:: Passage to read ::
━━━━━━━━━━━━━━━━━━━━
EX-99.1 2 f31011532a.htm EXPLANATION OF RESPONSES

Explanation of Responses:
1. This Form 4 is filed by First Eagle Investment Management, LLC (“FEIM”) and First Eagle Holdings, Inc. (“FEHI” and, collectively with FEIM, the “Entities”). The Entities disclaim status as a “group” for purposes of this Form 4.
2. On September 1, 2019, the family office personnel of FEIM, including Messrs. Michael M. Kellen and Andrew Gundlach, separated their investment management business from that of FEIM, transferring their family’s advisory client accounts, including the securities of Aradigm Corporation (the “Company”) which were formerly controlled by FEIM, to the newly formed U.S. registered advisory firm named Bleichroeder LP. Accordingly, as of September 1, 2019, (i) none of the Entities nor any Entity account maintains any discretionary or proxy voting authority or pecuniary interest with respect to, any securities of the Company and (ii) no Entity could be deemed to beneficially own any securities of the Company.
3.  The shares of Common Stock reported herein were indirectly beneficially owned by FEHI, a Delaware corporation, and FEIM, a Delaware limited liability company and an investment adviser registered under the Investment Advisers Act of 1940. FEIM (i) was the general partner of 21 April Fund, LP (“April LP”), (ii) was the registered investment adviser to First Eagle Value in Biotechnology Master Fund, Ltd. (“FEVIBM”) as well as to April LP and 21 April Fund, Ltd. (“April Ltd.” and, collectively, the “Funds”), (iii) is a subsidiary of FEHI and (iv) was investment adviser to certain of the Accounts (as defined below). FEHI disclaimed Section 16 beneficial ownership of the shares held directly by the Funds except to the extent, if any, of its pecuniary interest therein, and this report shall not be deemed an admission that FEHI is the Section 16 beneficial owner of any such securities.
━━━━━━━━━━━━━━━━━━━━
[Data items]
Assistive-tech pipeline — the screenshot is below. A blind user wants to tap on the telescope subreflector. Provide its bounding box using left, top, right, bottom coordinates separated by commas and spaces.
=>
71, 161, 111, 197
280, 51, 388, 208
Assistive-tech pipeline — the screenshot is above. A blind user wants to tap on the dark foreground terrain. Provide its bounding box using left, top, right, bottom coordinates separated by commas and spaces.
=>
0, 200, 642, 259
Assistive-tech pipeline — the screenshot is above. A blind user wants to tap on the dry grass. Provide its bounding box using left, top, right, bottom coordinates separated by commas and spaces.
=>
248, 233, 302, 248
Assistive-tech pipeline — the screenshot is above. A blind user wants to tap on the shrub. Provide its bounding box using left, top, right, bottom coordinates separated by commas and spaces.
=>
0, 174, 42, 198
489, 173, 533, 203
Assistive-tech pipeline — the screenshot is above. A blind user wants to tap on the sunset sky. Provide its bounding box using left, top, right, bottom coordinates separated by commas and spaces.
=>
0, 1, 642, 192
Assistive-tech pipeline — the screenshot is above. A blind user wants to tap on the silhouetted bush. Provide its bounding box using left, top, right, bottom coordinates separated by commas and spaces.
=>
━━━━━━━━━━━━━━━━━━━━
:: Task objective ::
In the Form 4 explanation of responses, what is the name of the newly formed advisory firm that received the transferred family advisory client accounts?

:: Solution ::
Bleichroeder LP